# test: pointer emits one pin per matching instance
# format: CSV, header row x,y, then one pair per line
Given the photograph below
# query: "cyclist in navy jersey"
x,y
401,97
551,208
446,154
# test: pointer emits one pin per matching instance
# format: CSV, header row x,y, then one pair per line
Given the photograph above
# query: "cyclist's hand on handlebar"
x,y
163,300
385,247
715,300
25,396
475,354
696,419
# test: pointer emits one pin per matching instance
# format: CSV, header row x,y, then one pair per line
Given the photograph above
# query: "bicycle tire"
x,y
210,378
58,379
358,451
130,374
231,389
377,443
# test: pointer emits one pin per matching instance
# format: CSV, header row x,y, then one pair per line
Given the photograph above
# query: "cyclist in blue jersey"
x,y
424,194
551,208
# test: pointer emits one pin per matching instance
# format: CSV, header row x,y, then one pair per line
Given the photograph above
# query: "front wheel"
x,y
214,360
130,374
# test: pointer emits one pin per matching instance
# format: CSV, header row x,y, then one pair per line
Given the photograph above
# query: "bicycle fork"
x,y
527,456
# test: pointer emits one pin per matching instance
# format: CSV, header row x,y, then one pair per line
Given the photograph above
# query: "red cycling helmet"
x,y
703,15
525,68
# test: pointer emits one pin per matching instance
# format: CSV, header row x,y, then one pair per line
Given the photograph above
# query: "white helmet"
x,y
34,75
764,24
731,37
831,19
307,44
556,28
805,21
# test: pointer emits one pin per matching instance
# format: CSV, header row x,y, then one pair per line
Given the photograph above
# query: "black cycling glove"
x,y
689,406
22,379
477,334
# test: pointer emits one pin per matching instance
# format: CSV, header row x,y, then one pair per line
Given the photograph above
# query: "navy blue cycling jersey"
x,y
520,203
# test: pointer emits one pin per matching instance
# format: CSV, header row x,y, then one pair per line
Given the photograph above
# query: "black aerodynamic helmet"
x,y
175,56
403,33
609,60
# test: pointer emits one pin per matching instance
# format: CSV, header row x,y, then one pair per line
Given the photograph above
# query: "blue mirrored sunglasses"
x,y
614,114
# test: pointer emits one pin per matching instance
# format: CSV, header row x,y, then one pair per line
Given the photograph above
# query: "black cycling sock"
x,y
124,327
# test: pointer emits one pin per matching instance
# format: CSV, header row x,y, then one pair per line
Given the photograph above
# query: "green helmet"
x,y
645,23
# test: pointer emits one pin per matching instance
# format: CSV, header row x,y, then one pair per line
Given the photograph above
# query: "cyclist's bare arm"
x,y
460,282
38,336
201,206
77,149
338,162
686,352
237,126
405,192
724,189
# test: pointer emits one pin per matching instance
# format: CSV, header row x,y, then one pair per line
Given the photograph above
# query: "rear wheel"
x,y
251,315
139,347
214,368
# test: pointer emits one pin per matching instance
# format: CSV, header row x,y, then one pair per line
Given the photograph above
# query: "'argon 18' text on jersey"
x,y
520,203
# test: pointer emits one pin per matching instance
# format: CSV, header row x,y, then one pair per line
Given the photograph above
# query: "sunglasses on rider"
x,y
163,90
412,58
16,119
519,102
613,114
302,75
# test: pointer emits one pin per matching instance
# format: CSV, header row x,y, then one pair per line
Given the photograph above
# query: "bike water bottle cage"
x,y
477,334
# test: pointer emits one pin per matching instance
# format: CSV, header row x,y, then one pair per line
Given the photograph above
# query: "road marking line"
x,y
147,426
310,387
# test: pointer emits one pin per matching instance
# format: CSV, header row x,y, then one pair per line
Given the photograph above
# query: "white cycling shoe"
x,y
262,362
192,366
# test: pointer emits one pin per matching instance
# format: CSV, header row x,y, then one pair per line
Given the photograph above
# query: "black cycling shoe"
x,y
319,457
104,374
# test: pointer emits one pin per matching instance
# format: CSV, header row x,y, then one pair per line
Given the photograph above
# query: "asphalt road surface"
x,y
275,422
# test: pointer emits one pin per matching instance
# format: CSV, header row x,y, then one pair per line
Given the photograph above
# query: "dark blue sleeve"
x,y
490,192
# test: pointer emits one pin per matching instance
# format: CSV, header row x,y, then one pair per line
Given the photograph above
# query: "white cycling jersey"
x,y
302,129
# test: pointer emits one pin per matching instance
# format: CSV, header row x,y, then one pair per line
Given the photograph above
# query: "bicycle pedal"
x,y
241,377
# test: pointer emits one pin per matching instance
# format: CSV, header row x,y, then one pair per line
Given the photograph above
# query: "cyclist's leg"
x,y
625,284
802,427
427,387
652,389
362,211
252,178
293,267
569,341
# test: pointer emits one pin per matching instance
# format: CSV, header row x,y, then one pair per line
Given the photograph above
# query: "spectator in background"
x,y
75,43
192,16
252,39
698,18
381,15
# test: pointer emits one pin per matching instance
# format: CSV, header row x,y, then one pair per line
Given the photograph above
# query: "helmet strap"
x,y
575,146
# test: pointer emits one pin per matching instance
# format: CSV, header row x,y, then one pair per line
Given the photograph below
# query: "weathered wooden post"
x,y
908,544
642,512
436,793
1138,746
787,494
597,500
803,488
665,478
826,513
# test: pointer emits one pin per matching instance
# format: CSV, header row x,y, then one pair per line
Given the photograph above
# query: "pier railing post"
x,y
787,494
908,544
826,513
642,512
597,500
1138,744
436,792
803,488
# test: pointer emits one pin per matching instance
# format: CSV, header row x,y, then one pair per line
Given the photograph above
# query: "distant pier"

——

_What the task requires_: Please restate every record shown above, word for word.

_Written reply_:
# test: pointer emits one pin per matching instance
# format: CSV, header row x,y, then one pair per line
Given the photograph below
# query: "cyclist in navy jersey"
x,y
401,97
551,208
446,154
# test: pointer emits one pin per matching instance
# format: CSV, header row x,y, then one pair per line
Given the photograph above
# query: "cyclist's hand on handlebar"
x,y
163,300
385,247
715,300
25,396
475,354
696,419
# test: pointer emits one pin per matching instance
# format: CSV, header row x,y, then one pair per line
Given the photograph above
# query: "bicycle tire"
x,y
210,378
58,379
358,451
130,374
231,389
377,443
# test: pointer emits one pin per matching instance
# format: CSV, header row x,y, then one pair per line
Given the photograph above
# query: "cyclist in blue jersey"
x,y
424,194
551,208
# test: pointer emits one pin per matching instance
# format: CSV, header row x,y, then one pair per line
Given the photograph above
# query: "front wheel"
x,y
214,360
130,374
# test: pointer emits one pin per matching instance
# format: CSV, header row x,y, then one pair per line
Given the photograph above
# query: "bicycle fork"
x,y
527,456
# test: pointer emits one pin per matching instance
# format: CSV, header row x,y, then one pair per line
Given the photograph above
# query: "red cycling helmet"
x,y
703,15
525,68
# test: pointer emits one pin per matching instance
# format: CSV, header row x,y, then one pair per line
Given the photograph above
# query: "white helmet"
x,y
34,75
764,24
731,37
831,19
307,44
556,28
805,21
# test: pointer emits one pin per matching instance
# format: CSV, header row x,y, then one pair per line
Given the photograph above
# query: "black cycling glove"
x,y
689,406
22,379
477,334
# test: pointer emits one pin per matching instance
# format: CSV, header row x,y, then one pair per line
Given the photograph above
# query: "navy blue cycling jersey"
x,y
520,203
# test: pointer emits one pin per matching instance
# format: CSV, header row x,y, then one pair per line
Given the photograph above
# query: "black aerodynamic helmet"
x,y
175,56
403,33
609,60
# test: pointer emits one pin per matching instance
# format: CSV, header row x,y, then one pair per line
Given the photograph above
# query: "blue mirrored sunglasses"
x,y
614,114
# test: pointer emits one pin per matching instance
# format: CSV, header row x,y, then one pair per line
Given the photograph above
# query: "black cycling sock"
x,y
124,327
# test: pointer emits one pin per matching instance
# format: CSV, header row x,y, then one pair per line
Given the photograph above
# query: "green helmet"
x,y
645,23
# test: pointer emits one pin per matching instance
# format: CSV, header row x,y, then one pair per line
Given the photograph above
# query: "cyclist's bare arm"
x,y
460,282
38,336
201,206
77,149
338,162
686,352
237,126
405,192
724,189
# test: pointer emits one pin per matching instance
# format: CSV, header row x,y, then one pair per line
Given the photograph above
# query: "rear wheel"
x,y
251,315
139,347
214,368
# test: pointer emits one pin per matching instance
# format: CSV, header row x,y, then one pair per line
Given the photograph above
# query: "'argon 18' text on jersey"
x,y
520,203
# test: pointer emits one pin per matching instance
# format: CSV, header row x,y, then one pair per line
Given the photograph above
# query: "sunglasses on rider"
x,y
163,90
412,58
16,119
519,102
613,114
302,75
# test: pointer emits one pin per matching instance
# format: CSV, header row x,y, then one pair per line
Given the photograph above
# query: "bike water bottle cage"
x,y
477,334
# test: pointer emits one pin per matching instance
# format: CSV, header row x,y, then one pair per line
Given the photograph above
# query: "road marking line"
x,y
147,426
310,387
# test: pointer emits one pin per matching instance
# format: CSV, header row x,y, then one pair per line
Given the photograph above
# query: "white cycling shoe"
x,y
262,362
192,366
# test: pointer emits one pin per matching instance
# format: CSV, header row x,y, then one pair per line
Given the photograph above
# query: "black cycling shoe"
x,y
319,457
104,374
# test: pointer emits one pin per matching instance
# format: CSV, header row x,y, then one pair per line
Given the photograph above
# query: "asphalt road surface"
x,y
275,422
# test: pointer emits one pin per matching instance
# format: CSV, header row x,y, then one pair per line
Given the photograph above
# query: "dark blue sleeve"
x,y
490,192
# test: pointer emits one pin per matching instance
# format: CSV, header row x,y, then one pair per line
Given the photograph above
# query: "white cycling jersey"
x,y
302,129
# test: pointer emits one pin per matching instance
# format: CSV, header row x,y, then one pair per line
Given the photograph above
# query: "bicycle pedal"
x,y
241,377
# test: pointer emits one pin per matching instance
# format: CSV, header row x,y, then one pair per line
Given the photograph above
# query: "cyclist's leg"
x,y
625,284
802,427
427,387
652,389
362,211
252,178
293,267
569,341
# test: pointer emits one pin per matching instance
# format: CSV, header row x,y, then one pair per line
Given the photograph above
# query: "spectator in background"
x,y
75,43
192,16
252,39
698,18
381,15
# test: pointer emits one pin per matching instance
# format: CSV, header row x,y, then one pair per line
Given the photograph above
# query: "helmet strap"
x,y
575,146
# test: pointer emits one pin per matching instance
# format: CSV, header row x,y, then one pair per line
Given the photograph below
# query: "weathered wooden post"
x,y
908,544
642,512
436,793
1138,746
787,494
597,500
803,488
665,478
826,513
# test: pointer emits one pin per matching instance
# format: CSV, header row x,y, then one pair per line
Given the photograph above
# query: "pier railing post"
x,y
787,494
908,544
826,513
642,512
597,500
1138,744
436,792
803,488
# test: pointer emits one pin per matching instance
# format: CSV, header row x,y, then one pair per line
Given the photograph above
# query: "distant pier"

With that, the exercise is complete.